● Task details: When the line with "x=297 y=193" appears below, start repeating lines exactly, and keep going through the line with "Query: paving slab"; add nothing outside that span.

● Raw data:
+-------+

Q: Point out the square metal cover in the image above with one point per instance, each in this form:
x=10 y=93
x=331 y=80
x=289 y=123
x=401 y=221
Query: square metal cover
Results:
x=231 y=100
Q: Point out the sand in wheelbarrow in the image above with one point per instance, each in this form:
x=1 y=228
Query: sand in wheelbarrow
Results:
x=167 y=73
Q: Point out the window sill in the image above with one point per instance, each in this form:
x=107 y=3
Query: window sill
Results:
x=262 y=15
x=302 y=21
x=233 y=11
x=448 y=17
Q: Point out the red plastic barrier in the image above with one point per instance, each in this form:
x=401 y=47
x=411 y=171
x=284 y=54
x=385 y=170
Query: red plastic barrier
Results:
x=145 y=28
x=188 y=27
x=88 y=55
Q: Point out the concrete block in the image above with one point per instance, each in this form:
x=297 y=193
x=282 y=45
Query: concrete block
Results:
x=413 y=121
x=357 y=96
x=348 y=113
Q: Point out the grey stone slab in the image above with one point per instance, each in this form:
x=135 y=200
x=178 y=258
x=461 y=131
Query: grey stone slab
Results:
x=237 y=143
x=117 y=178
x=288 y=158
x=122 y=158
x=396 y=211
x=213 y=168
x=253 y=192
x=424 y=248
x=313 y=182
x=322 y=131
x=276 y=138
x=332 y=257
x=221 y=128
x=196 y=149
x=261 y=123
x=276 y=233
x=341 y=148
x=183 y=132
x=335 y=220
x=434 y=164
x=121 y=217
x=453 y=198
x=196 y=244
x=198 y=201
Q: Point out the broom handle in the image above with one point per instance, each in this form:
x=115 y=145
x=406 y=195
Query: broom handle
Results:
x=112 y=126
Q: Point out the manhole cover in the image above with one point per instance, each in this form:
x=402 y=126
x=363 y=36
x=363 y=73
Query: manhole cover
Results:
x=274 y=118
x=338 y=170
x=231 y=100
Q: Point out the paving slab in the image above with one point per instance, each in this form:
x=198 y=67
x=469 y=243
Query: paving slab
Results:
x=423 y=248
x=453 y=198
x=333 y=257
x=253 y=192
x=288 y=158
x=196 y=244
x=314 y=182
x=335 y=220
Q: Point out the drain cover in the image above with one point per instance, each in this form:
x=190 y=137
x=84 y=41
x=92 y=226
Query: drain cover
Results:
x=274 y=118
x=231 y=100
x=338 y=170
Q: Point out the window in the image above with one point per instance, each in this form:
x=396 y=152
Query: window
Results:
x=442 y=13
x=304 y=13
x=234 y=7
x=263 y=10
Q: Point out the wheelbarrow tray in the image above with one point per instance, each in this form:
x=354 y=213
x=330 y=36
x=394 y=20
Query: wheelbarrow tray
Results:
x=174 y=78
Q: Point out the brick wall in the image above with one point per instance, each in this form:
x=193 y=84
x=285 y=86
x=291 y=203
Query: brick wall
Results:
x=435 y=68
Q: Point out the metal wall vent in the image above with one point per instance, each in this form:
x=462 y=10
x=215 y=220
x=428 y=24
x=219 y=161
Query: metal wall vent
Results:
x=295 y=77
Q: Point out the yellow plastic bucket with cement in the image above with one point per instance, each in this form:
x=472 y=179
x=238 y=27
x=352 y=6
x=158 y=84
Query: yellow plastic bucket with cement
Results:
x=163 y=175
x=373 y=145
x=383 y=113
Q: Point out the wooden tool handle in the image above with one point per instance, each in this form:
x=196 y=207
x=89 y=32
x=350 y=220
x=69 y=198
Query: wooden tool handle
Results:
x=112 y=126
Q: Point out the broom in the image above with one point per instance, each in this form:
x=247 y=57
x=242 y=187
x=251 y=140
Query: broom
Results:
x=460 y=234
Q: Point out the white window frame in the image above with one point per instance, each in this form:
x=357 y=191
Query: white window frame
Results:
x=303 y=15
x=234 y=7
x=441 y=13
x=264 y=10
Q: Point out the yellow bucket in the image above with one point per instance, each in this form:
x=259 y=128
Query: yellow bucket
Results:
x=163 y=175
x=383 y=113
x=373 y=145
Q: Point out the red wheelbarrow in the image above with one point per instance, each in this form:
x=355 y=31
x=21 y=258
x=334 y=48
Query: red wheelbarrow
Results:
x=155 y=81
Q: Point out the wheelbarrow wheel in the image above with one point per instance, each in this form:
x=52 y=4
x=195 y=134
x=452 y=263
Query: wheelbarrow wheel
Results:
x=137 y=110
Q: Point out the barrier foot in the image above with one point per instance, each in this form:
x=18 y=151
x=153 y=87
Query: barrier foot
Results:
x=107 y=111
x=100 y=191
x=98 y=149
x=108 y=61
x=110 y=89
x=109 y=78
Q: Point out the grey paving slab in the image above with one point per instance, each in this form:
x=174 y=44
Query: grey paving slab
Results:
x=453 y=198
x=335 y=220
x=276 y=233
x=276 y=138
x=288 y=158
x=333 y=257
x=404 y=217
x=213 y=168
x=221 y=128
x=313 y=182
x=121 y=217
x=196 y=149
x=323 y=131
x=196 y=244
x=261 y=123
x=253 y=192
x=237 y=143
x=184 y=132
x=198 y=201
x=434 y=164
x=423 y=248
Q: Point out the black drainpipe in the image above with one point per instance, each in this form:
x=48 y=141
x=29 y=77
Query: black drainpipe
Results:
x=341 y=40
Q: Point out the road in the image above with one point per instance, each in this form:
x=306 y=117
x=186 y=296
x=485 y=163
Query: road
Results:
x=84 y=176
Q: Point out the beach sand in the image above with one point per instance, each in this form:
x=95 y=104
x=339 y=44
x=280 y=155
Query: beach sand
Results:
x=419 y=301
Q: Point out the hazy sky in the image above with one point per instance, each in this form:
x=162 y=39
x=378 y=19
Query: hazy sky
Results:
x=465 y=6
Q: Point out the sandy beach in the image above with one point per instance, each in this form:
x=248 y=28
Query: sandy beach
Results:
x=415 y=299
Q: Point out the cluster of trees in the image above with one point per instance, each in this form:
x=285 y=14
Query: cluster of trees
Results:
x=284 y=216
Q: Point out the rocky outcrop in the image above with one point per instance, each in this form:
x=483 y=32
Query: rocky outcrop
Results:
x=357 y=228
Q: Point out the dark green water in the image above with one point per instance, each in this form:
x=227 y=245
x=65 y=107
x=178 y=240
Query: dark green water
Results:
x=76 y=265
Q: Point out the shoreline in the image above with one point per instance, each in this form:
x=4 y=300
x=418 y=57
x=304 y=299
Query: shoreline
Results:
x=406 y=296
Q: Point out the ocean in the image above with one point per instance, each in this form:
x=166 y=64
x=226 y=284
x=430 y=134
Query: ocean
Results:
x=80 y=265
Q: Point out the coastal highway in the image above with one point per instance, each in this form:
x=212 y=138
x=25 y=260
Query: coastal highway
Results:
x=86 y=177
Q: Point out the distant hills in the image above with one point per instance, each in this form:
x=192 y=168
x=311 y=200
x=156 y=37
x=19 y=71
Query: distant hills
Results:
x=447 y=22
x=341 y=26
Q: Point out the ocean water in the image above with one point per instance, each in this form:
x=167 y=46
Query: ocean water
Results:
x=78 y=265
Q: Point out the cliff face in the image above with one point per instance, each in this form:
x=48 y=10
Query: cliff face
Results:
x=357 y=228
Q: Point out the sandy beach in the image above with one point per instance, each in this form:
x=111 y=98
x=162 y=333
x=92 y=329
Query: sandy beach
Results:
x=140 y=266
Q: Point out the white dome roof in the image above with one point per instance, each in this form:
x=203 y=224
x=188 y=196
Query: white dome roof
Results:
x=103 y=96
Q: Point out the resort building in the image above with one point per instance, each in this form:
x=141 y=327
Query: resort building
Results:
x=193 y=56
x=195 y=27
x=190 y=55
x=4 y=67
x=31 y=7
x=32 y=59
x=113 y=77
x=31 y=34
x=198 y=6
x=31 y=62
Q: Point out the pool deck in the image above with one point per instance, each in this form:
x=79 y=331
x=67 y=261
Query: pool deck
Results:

+-------+

● Task response:
x=297 y=193
x=282 y=45
Query: concrete block
Results:
x=413 y=121
x=357 y=96
x=348 y=113
Q: Point out the grey stone slab in the image above with one point per instance, each in this form:
x=135 y=200
x=178 y=258
x=461 y=131
Query: grey stone slab
Results:
x=237 y=143
x=117 y=178
x=288 y=158
x=122 y=158
x=396 y=211
x=213 y=168
x=253 y=192
x=424 y=248
x=313 y=182
x=322 y=131
x=276 y=138
x=332 y=257
x=221 y=128
x=196 y=149
x=261 y=123
x=276 y=233
x=341 y=148
x=183 y=132
x=335 y=220
x=434 y=164
x=121 y=217
x=453 y=198
x=196 y=244
x=198 y=201
Q: Point out the broom handle in the image above with one point per instance, each in this form:
x=115 y=145
x=406 y=195
Query: broom handle
Results:
x=112 y=126
Q: Point out the manhole cover in the image above with one point per instance, each in this form:
x=402 y=126
x=363 y=36
x=363 y=73
Query: manhole cover
Results:
x=274 y=118
x=338 y=170
x=231 y=100
Q: Point out the paving slab in the image above with one point per instance, each in this form:
x=198 y=67
x=469 y=243
Query: paving slab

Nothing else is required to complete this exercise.